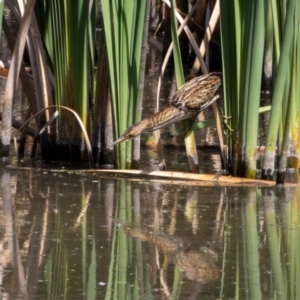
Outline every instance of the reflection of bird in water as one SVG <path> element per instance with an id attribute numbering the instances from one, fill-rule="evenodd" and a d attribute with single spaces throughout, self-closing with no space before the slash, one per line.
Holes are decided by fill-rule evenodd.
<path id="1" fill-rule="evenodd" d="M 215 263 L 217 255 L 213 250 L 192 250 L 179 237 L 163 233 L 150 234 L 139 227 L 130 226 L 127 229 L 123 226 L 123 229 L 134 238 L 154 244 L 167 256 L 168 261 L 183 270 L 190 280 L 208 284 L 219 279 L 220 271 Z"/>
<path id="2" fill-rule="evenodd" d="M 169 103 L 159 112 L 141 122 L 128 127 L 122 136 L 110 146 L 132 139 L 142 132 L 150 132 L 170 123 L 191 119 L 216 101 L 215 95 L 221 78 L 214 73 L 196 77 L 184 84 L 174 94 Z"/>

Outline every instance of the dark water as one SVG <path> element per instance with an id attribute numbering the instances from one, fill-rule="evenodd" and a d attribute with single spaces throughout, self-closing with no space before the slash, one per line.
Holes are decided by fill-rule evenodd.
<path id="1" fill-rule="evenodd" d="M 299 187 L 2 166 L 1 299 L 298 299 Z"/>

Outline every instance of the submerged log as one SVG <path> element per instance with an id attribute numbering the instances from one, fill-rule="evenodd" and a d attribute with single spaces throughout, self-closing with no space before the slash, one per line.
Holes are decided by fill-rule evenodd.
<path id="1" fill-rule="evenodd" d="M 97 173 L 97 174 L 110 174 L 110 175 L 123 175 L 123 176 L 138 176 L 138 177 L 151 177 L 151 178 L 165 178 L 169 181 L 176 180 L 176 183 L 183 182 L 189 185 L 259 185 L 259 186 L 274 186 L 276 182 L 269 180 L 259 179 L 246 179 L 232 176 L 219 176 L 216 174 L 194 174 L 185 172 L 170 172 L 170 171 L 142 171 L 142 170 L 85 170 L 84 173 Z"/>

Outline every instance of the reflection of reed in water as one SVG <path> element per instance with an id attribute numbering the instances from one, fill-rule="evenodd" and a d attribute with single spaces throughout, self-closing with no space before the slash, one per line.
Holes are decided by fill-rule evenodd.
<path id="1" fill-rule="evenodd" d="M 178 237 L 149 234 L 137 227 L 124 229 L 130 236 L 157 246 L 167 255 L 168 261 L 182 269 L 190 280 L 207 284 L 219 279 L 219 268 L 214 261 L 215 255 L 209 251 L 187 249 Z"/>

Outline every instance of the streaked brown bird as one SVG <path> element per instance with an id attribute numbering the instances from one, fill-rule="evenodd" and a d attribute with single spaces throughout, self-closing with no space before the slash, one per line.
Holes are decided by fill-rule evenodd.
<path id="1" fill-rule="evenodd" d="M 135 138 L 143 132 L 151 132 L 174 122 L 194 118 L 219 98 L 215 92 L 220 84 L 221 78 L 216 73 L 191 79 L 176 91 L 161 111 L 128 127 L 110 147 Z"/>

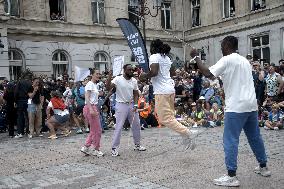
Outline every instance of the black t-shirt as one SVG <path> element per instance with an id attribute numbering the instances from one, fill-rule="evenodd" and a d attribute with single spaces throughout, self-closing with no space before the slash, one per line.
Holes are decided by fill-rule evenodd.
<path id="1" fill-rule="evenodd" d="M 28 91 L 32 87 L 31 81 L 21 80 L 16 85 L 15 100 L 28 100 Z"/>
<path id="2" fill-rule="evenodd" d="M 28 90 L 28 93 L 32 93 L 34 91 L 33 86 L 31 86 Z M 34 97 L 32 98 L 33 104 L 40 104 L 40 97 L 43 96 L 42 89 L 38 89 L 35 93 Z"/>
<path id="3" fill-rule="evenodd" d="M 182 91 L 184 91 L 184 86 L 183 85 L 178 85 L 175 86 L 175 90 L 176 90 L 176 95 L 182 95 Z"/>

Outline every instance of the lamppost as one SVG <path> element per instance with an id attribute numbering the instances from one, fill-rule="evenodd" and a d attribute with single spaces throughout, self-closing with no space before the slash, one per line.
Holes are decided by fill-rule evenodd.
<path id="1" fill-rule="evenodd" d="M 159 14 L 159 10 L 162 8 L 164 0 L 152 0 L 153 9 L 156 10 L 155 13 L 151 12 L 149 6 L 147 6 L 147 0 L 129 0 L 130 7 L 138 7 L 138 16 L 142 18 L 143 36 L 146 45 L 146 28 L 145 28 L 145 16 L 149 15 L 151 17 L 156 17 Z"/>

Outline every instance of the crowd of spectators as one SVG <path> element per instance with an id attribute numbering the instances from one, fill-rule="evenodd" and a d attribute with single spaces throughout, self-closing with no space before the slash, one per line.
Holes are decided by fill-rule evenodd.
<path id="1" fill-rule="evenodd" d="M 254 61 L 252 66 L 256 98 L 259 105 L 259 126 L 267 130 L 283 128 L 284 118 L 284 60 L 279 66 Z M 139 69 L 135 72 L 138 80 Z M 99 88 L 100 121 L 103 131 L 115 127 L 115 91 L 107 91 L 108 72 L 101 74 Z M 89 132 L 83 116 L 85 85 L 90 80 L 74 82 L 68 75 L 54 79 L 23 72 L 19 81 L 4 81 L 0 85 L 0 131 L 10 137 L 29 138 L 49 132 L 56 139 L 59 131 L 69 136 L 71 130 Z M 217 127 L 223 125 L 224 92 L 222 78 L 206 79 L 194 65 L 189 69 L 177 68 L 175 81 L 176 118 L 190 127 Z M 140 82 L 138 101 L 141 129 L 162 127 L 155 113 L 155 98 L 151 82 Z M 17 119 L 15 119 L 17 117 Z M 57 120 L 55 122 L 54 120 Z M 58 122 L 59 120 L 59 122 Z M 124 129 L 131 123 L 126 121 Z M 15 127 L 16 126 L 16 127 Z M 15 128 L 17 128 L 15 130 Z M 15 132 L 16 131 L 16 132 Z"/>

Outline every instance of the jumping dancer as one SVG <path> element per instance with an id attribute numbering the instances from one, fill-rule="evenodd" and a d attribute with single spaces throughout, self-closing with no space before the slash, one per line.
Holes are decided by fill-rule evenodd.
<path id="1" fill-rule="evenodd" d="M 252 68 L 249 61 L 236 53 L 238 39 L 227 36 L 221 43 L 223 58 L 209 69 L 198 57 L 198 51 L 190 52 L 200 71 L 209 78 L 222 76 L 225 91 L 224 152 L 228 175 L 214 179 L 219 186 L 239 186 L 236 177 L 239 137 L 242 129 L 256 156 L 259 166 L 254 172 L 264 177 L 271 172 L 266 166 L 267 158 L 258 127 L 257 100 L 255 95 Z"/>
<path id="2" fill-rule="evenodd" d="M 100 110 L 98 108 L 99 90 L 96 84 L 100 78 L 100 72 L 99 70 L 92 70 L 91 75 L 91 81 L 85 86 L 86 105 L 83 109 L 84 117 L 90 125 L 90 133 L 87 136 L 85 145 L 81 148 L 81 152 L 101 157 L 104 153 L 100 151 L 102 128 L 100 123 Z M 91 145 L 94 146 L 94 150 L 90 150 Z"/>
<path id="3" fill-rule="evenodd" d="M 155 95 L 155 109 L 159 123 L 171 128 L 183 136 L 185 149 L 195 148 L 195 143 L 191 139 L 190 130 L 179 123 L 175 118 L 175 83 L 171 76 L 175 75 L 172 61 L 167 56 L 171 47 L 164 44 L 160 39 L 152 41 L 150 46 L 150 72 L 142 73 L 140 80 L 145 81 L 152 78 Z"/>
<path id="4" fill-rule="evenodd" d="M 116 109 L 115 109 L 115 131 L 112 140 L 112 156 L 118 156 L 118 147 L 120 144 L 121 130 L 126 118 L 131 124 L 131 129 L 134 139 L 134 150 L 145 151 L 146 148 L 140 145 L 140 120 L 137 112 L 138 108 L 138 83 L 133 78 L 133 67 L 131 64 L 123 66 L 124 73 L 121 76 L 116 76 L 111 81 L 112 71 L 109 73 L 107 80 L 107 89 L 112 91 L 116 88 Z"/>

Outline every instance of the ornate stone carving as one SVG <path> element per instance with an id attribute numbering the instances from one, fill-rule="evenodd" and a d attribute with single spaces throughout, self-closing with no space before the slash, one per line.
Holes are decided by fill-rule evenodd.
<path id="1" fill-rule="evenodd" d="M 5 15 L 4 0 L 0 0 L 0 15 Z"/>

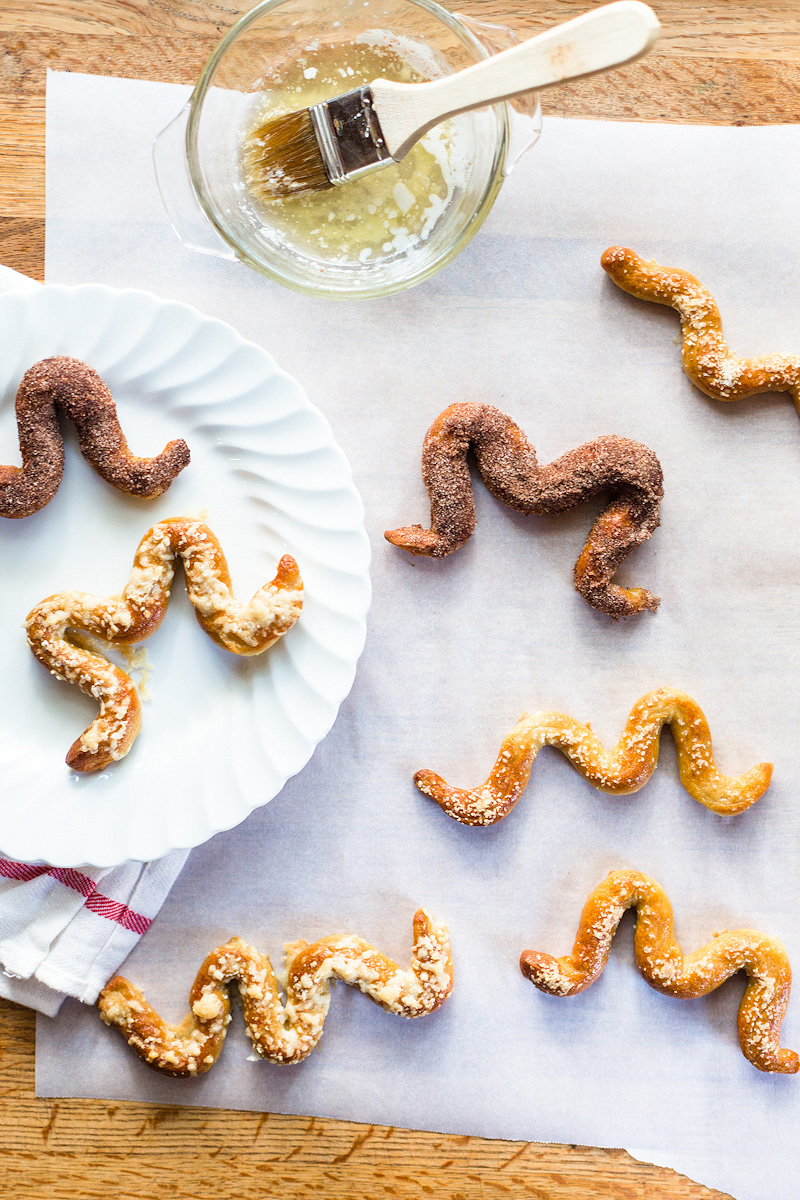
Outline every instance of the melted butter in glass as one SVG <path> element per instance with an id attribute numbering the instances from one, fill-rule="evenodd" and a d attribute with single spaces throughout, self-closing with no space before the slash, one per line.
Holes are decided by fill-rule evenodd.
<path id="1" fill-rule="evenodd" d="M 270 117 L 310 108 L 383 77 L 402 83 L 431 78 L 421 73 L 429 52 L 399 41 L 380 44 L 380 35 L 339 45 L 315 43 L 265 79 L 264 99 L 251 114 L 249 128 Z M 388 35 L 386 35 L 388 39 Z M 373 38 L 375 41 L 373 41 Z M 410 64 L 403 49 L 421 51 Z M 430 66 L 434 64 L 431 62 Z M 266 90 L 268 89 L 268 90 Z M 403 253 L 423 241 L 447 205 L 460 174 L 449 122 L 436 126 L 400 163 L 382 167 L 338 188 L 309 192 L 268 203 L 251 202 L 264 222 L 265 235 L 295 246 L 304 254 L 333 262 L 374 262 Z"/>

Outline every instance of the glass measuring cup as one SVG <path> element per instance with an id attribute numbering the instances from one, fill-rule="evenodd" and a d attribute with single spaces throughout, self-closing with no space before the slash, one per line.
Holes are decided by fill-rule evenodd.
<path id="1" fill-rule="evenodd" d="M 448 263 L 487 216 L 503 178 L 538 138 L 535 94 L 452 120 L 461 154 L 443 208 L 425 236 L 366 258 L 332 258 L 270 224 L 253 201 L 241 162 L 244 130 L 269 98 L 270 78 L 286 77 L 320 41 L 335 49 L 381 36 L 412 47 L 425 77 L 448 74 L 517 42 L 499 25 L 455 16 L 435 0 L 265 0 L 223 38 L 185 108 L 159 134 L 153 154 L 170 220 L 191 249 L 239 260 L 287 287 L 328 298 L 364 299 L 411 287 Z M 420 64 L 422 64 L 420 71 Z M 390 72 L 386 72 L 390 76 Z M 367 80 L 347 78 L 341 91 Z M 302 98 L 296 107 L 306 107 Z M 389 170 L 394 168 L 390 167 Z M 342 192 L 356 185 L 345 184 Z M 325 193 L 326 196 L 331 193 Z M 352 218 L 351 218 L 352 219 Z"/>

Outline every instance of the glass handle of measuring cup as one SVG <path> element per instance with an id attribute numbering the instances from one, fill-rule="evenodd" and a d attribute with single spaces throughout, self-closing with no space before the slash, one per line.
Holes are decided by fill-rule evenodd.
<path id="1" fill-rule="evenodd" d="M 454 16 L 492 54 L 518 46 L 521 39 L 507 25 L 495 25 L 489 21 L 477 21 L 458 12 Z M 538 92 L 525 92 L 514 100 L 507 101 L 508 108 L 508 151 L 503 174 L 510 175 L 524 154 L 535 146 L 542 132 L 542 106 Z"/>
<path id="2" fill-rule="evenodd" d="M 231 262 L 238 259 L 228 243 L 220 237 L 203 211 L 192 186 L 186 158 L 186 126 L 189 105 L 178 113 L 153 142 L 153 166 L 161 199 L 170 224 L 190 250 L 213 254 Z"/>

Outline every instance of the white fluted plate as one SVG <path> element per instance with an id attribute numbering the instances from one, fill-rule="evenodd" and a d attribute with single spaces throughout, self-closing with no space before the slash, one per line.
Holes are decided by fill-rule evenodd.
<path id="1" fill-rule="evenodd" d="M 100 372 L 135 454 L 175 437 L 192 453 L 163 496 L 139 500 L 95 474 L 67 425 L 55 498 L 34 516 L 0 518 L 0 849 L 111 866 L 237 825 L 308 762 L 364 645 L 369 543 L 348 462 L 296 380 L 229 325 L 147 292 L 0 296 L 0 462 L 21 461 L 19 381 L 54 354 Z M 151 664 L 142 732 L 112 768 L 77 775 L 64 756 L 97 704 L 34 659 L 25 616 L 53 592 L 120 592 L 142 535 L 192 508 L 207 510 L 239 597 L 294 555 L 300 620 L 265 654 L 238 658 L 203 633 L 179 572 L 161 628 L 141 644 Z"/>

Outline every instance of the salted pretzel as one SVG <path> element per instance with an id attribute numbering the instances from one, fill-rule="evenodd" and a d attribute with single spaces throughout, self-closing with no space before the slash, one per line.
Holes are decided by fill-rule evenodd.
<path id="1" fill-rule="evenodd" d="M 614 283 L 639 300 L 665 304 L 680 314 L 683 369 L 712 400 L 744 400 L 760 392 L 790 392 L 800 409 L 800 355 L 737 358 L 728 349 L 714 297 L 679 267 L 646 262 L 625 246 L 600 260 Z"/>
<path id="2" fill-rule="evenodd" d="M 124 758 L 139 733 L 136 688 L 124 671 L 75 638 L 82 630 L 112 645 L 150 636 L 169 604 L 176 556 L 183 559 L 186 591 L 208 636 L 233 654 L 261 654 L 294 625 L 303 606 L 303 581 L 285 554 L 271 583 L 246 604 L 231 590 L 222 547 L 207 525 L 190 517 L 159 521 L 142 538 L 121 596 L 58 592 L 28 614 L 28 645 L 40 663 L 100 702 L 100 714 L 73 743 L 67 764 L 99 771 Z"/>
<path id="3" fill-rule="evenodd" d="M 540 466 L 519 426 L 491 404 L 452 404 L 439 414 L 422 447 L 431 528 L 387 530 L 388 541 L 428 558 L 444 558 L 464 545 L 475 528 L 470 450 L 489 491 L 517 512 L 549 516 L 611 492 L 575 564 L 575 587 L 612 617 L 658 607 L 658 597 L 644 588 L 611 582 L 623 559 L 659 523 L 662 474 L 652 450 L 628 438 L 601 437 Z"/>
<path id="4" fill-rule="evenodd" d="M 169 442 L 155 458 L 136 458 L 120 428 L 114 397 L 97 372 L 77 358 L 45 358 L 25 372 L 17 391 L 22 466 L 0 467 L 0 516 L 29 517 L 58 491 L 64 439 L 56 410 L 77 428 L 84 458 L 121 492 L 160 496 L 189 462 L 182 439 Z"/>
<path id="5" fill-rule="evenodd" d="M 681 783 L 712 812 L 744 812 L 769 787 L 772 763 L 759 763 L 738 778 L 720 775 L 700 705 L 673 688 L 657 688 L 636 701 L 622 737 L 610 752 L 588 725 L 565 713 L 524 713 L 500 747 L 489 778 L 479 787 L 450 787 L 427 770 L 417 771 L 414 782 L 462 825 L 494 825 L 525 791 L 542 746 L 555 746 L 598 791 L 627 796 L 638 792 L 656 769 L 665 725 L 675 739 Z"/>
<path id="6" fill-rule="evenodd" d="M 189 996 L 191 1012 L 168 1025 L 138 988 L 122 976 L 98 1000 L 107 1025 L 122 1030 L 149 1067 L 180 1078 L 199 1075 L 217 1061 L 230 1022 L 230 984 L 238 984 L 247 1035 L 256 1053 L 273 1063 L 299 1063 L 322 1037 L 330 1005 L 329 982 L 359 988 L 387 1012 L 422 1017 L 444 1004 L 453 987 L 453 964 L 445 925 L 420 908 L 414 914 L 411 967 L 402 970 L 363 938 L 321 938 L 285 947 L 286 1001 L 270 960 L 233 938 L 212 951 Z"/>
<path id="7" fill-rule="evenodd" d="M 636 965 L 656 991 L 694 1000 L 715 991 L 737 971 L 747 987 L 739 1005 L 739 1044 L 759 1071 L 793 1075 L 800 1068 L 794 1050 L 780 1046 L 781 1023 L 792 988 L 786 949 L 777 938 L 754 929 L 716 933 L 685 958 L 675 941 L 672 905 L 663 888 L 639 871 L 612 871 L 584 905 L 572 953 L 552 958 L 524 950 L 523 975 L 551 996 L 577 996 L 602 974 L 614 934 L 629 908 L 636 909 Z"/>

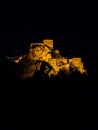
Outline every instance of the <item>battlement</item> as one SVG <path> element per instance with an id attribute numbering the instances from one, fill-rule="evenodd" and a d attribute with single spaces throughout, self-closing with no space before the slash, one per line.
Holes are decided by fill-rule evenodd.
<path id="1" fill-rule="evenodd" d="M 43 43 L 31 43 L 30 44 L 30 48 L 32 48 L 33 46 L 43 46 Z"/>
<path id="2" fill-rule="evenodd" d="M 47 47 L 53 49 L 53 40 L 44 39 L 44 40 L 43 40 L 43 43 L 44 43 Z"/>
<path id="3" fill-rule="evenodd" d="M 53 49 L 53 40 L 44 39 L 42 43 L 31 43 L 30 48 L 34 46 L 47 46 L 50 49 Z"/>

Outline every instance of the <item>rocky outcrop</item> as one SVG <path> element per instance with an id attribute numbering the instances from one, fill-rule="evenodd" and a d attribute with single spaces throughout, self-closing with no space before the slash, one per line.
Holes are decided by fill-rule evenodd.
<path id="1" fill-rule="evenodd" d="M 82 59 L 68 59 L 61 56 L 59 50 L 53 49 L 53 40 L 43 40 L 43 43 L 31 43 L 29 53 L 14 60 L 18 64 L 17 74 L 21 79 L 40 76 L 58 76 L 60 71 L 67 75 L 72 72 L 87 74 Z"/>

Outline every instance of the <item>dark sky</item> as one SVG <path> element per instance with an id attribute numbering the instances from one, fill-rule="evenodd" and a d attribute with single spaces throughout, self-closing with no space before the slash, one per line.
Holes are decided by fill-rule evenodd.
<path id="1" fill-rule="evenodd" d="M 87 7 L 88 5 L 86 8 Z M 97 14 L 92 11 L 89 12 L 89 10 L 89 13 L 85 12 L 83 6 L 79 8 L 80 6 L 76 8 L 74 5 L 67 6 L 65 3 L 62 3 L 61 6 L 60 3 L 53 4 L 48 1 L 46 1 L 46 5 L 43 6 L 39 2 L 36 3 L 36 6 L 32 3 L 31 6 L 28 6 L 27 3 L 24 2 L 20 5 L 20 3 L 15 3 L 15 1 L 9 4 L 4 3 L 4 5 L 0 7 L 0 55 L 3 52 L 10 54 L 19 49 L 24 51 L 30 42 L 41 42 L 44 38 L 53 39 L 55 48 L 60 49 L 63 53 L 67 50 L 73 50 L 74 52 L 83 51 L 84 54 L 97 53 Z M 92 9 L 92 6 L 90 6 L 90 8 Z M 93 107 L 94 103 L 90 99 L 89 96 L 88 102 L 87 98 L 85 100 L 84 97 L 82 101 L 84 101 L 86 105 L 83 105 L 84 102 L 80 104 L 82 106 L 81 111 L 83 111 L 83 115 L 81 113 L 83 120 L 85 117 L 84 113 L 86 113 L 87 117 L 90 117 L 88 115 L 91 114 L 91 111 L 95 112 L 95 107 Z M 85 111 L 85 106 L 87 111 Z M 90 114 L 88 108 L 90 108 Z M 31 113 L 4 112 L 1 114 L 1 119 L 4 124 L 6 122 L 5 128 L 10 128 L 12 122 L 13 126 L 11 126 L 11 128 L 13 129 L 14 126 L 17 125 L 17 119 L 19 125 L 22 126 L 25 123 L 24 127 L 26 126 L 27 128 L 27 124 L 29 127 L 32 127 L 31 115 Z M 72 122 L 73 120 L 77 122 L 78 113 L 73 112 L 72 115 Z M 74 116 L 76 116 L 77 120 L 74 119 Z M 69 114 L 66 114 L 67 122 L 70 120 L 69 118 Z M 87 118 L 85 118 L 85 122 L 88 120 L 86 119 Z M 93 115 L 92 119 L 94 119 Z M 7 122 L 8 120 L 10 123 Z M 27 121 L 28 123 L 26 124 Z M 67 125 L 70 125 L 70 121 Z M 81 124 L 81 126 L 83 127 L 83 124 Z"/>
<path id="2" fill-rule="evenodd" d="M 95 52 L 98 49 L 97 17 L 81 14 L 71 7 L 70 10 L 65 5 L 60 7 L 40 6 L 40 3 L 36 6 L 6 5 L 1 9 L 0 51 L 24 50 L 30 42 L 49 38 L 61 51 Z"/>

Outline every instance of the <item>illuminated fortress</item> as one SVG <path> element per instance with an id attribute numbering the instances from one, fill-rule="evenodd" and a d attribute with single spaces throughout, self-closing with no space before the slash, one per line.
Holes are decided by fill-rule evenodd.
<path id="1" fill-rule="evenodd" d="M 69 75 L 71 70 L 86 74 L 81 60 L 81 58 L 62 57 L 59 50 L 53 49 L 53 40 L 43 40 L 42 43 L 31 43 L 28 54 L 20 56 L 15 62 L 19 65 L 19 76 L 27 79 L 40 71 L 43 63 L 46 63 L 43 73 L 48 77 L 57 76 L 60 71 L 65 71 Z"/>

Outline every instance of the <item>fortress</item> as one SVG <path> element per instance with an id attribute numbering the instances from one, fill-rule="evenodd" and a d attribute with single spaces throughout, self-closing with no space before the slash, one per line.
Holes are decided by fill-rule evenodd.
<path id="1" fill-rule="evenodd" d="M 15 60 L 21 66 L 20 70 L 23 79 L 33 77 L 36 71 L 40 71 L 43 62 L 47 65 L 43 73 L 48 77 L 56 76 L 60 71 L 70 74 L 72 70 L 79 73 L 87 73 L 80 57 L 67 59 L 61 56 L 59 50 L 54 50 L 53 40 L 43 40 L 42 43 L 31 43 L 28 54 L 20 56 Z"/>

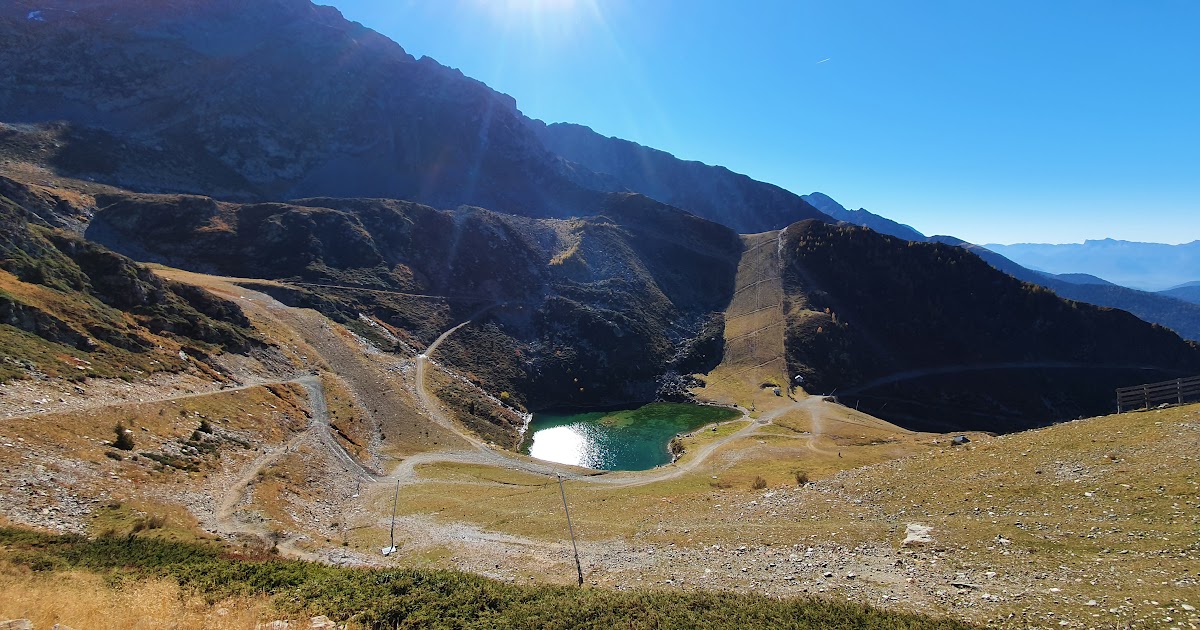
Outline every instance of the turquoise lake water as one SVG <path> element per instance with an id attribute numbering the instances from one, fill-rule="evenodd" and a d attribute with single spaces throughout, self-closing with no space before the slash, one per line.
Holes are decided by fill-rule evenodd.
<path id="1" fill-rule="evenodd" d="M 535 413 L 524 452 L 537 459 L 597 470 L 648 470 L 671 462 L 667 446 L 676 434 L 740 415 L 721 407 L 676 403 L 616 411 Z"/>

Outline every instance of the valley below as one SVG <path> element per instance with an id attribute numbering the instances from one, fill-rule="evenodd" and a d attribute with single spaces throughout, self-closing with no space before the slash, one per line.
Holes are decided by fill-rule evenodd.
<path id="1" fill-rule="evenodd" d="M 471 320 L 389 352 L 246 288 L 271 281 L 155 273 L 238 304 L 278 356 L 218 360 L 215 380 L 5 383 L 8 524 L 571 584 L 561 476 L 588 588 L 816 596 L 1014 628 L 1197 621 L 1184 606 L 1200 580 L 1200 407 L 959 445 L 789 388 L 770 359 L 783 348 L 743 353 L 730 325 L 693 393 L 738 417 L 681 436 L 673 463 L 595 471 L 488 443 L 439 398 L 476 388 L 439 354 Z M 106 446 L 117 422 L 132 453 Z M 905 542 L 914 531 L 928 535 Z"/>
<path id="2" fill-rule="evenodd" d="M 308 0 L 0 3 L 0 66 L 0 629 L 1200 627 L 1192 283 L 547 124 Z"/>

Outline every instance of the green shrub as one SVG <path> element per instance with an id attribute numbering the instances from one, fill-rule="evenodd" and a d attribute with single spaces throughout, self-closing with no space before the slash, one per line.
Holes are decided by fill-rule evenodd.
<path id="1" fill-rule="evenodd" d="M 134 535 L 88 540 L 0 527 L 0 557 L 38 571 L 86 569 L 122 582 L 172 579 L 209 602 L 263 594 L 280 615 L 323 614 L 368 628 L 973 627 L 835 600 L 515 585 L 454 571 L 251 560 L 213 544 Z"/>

§ **What the exercise asks**
Show each line of the material above where "measuring" occurs.

§ **Answer box**
Outline every instance of the glass measuring cup as one SVG <path> element per instance with an id attribute numbering the instances from one, fill-rule="evenodd" and a d attribute with single spaces throughout, self-closing with no space before the slash, one per line.
Outline every instance of the glass handle of measuring cup as one SVG <path> element per instance with an id attribute numbering the instances from one, fill-rule="evenodd" and a d attribute with single spaces throughout, self-closing with no space before the slash, one per line.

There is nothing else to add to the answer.